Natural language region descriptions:
——

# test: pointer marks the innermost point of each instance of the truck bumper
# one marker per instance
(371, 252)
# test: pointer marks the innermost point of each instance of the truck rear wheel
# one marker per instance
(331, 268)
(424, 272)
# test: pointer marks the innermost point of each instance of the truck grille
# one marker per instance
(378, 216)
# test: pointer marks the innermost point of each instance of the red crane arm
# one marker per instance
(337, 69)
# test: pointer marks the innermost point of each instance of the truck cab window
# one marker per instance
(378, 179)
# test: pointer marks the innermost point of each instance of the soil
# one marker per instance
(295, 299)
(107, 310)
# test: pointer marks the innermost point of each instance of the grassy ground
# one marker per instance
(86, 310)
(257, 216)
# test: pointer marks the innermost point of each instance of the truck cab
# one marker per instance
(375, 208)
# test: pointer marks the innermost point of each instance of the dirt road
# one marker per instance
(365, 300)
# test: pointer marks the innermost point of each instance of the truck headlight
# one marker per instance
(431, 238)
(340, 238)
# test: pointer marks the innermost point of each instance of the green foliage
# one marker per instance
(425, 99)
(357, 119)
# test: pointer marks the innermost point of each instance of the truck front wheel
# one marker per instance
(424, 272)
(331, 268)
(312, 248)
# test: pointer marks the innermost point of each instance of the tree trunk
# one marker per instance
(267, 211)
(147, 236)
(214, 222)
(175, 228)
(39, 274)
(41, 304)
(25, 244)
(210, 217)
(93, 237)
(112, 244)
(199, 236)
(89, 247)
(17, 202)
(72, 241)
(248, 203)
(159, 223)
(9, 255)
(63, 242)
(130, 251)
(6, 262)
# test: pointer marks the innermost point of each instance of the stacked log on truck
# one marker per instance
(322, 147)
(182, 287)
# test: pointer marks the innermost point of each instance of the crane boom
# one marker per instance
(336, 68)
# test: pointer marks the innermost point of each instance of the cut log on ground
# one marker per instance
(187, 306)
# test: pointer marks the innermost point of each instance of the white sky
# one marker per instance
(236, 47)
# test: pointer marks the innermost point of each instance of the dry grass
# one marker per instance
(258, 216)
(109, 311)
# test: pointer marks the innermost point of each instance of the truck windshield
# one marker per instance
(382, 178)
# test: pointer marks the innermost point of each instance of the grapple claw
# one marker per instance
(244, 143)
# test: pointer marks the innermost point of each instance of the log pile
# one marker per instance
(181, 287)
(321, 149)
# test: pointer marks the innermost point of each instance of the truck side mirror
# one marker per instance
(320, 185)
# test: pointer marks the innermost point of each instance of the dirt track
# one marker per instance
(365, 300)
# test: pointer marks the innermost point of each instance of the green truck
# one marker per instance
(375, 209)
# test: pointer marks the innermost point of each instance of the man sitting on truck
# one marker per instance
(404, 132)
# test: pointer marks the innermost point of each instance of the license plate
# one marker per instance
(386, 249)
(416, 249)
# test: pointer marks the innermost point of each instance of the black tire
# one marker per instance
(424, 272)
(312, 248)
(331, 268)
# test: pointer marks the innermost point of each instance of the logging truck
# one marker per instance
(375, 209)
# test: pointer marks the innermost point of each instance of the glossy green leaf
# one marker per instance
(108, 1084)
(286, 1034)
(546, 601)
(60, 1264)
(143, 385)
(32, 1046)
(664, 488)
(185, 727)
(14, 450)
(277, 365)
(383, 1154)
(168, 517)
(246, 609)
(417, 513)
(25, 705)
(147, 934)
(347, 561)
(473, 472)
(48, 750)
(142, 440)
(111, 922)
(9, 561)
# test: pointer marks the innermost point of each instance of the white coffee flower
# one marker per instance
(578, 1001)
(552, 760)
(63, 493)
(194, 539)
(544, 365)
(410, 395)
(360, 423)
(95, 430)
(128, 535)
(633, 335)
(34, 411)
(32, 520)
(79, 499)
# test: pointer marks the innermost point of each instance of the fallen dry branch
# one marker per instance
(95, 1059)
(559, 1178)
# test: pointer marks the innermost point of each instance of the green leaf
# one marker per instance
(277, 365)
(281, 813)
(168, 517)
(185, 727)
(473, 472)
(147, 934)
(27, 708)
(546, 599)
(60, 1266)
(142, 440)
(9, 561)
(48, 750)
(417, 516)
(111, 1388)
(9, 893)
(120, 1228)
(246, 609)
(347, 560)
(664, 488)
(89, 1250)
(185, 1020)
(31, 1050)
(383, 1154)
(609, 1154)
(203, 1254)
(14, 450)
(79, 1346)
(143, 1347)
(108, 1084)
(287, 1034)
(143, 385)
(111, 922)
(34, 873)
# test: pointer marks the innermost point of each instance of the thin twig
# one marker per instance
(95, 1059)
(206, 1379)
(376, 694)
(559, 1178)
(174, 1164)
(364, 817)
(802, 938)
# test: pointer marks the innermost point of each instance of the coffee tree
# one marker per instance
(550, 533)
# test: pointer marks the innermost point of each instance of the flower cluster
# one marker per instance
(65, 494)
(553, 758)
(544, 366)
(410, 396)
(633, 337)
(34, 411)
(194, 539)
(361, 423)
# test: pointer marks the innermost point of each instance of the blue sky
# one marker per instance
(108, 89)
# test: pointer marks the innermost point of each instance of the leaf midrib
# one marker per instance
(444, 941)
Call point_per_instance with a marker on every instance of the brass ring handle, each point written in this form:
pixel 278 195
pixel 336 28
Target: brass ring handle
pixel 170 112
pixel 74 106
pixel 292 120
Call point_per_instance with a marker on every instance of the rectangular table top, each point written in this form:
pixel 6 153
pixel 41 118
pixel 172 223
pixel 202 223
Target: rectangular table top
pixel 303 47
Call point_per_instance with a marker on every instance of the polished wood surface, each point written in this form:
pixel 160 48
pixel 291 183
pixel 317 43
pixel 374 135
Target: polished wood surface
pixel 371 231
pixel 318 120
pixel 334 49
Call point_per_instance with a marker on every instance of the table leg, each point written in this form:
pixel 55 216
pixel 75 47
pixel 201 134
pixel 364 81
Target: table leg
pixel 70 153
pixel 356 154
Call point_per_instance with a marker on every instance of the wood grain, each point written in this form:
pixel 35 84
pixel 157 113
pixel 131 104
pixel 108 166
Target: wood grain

——

## Instructions for the task
The line with "pixel 201 134", the last line of the data above, and every line between them should be duplicated exactly, with nothing else.

## The completed task
pixel 201 134
pixel 364 81
Target: table leg
pixel 70 153
pixel 356 154
Call point_per_instance with a marker on every instance of the wood grain, each point written in this form:
pixel 35 84
pixel 157 113
pixel 131 104
pixel 108 166
Target: wood grain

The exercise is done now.